**Description of the task**
When you reach the entries, transcribe each one exactly.

(Point-per-instance localization data)

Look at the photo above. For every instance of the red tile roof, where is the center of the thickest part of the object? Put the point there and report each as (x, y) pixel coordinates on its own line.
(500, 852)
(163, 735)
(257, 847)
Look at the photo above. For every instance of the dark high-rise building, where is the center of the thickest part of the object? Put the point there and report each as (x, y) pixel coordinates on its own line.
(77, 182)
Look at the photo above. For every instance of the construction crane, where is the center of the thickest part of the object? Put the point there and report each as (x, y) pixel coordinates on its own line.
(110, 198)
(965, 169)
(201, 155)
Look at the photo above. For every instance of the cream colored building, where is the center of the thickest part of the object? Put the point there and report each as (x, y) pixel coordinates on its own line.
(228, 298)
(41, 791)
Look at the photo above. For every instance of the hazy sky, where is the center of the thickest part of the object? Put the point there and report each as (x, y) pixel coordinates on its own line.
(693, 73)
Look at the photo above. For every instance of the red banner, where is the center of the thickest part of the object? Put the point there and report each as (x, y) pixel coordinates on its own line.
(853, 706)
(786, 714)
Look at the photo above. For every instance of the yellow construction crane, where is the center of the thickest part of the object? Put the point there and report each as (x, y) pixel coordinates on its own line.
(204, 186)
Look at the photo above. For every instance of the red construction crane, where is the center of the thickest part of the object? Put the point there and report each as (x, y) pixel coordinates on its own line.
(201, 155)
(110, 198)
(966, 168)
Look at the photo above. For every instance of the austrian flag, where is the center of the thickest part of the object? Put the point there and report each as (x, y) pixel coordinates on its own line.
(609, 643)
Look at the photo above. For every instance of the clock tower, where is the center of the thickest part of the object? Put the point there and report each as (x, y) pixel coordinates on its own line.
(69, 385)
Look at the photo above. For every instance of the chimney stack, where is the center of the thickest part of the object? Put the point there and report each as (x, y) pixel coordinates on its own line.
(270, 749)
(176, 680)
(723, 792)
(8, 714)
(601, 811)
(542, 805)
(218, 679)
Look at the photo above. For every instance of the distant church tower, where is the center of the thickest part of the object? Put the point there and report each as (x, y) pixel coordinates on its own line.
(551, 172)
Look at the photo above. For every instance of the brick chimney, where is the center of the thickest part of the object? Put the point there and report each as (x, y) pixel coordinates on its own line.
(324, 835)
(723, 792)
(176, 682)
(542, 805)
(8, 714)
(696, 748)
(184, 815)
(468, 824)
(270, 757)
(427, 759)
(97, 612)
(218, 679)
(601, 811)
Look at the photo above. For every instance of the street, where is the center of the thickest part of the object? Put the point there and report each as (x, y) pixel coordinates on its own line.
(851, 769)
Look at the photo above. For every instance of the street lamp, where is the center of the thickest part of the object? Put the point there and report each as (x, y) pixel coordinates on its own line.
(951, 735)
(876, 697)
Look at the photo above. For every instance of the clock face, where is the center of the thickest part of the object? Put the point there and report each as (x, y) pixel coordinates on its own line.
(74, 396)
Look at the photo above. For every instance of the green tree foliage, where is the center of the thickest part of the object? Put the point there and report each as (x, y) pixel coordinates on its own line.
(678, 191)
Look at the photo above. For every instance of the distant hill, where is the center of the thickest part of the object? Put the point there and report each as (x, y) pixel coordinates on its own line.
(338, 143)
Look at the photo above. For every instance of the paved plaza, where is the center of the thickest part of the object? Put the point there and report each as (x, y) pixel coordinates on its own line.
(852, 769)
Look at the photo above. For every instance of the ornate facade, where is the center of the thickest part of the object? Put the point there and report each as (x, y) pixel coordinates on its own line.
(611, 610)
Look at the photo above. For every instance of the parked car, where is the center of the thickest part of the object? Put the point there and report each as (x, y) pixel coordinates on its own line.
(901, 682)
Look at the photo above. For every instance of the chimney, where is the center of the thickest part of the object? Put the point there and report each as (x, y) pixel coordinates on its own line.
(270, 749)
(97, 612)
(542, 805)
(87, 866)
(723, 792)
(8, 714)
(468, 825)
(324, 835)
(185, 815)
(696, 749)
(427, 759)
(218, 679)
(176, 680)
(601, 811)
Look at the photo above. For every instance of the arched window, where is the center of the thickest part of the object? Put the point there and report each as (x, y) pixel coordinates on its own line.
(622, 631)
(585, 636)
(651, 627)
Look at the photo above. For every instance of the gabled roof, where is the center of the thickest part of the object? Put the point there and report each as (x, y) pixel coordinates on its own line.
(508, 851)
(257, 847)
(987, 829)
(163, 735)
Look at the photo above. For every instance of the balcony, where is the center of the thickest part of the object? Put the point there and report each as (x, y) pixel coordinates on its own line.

**Output for this exercise**
Look at the photo above. For every instance of the red tile roof, where is the center of the thickest part of the object? Put the point there and report each as (x, y) pixel coordinates on its own line.
(500, 852)
(163, 735)
(257, 847)
Look at the photo above. For every instance of the dark high-rise building, where is the center of the thickest part of the object? Put the point there and report each as (x, y) pixel coordinates on its own line.
(77, 182)
Look at the photo above. For every instance of the construction crane, where is the center of the thickest part of the object? Put the point there and report each as (x, y) pixel coordinates on its own line.
(110, 198)
(965, 169)
(201, 155)
Look at the photo above. For every instance of the cream colored building, where is the center of the thickest part of the object? Put the point there and report each as (x, y) pixel coordinates on its own line.
(228, 298)
(41, 791)
Look at the photo above. For every instance of the hazy sky, where is the center of the thickest part of the object? Put the point there and report each as (x, y) pixel coordinates on its own line.
(693, 73)
Look at the photo above. For every instance of the red banner, where is the center of the thickest part of the object? Put the point there and report each as (x, y) pixel coordinates on its own line.
(853, 706)
(786, 714)
Look at the photo above. For every instance of the yellow construction crane, where is the center of the thickest part of the object? Put the point there and report each as (x, y) pixel coordinates on its own line.
(204, 186)
Look at the photo above. For every instance of the red construction crane, where is the center of the thickest part of the object? Put the point there and report each as (x, y) pixel coordinates on its own line.
(201, 155)
(110, 198)
(966, 168)
Look at the photo above. For every instance of the austrian flag, where is the center of the thickest part of the object? Put the point there and report each as (x, y) pixel coordinates on its own line.
(609, 643)
Look at the photo above. For every instance of the clock tower, where is the center of the thickest part of the object? Put the point there and report each as (x, y) pixel coordinates on its own line.
(69, 385)
Look at the photo above. For every instance of the chimney stack, where is the center of the thickest part of the object? Put the point there and report each as (x, y) pixel coordinates on its own line.
(270, 749)
(176, 680)
(723, 792)
(8, 714)
(601, 811)
(542, 805)
(218, 679)
Look at the photo above. For every instance of the distant church tower, where is the center of the thickest part of the object? Put the point there and report each as (x, y) pixel coordinates on its own line.
(551, 172)
Look at the photo above. For every instance of the brick chimney, where is the center of the thickest part of the object? Put the point there and report each as (x, y) pixel coordinates on its own line.
(324, 835)
(723, 792)
(176, 682)
(542, 805)
(8, 714)
(696, 748)
(184, 815)
(468, 824)
(270, 757)
(427, 759)
(97, 612)
(218, 679)
(601, 811)
Look at the photo above. For every instance of the street, where is the center of the thickest part of the object? Put the point there and report each as (x, y) pixel coordinates on its own line.
(851, 769)
Look at the photo above. For every instance of the street lamp, where is the center of the thickest part of the object? Put the point there and report each as (x, y) pixel coordinates on its own line.
(951, 735)
(876, 697)
Look at the photo above. For every instance of the clock face, where is the center of the thickest part of the object? Put the point there and report each as (x, y) pixel coordinates on its own line.
(74, 396)
Look at the photo above. For every instance of the green tree foliage, where is the center of the thickest part of the object? Put the point there and report each as (x, y) pixel coordinates on its own line.
(678, 191)
Look at the photo above. For every instance of the distant hill, where is the center of the thickest part of the object? Put the point there and report each as (x, y) pixel coordinates on its own line.
(338, 143)
Look at the photo above. For every instance of the paved plaza, where is the center of the thickest part of the object? Put the point there and report each as (x, y) pixel coordinates on its own line.
(852, 769)
Look at the photo above. For every instance of the ornate facade, where is the center of the thickest part of the object? Put the point there and report each as (x, y) pixel coordinates on its own line.
(611, 610)
Look at the photo above. For every instance of the parked car, where is the center of the thickest part of the object? Put the point there and report each as (x, y) pixel coordinates on its own line.
(901, 682)
Look at the photo above. For every instance of the chimney, where is the center of the thickest part of the object? Put the point there and report each as (x, y) pixel coordinates on its own line.
(270, 749)
(97, 612)
(542, 805)
(87, 866)
(723, 792)
(8, 714)
(468, 825)
(324, 835)
(185, 815)
(696, 749)
(427, 759)
(218, 679)
(176, 680)
(601, 811)
Look at the photo above. For every instance of the arched window, where is the center of the thickest part of the object? Put the point there and report each as (x, y) pixel coordinates on its own line.
(622, 631)
(585, 636)
(651, 627)
Look at the photo above. For every instance of the gabled roof, where is the center of the thickest part of the object? Put the point there and report each as (x, y) pixel coordinates on its own line.
(508, 851)
(257, 847)
(987, 829)
(163, 735)
Look at the photo above. For every instance of the balcony, where is the center of the thickest part of the object? Put the point there and report each as (x, y) pixel coordinates on its own line.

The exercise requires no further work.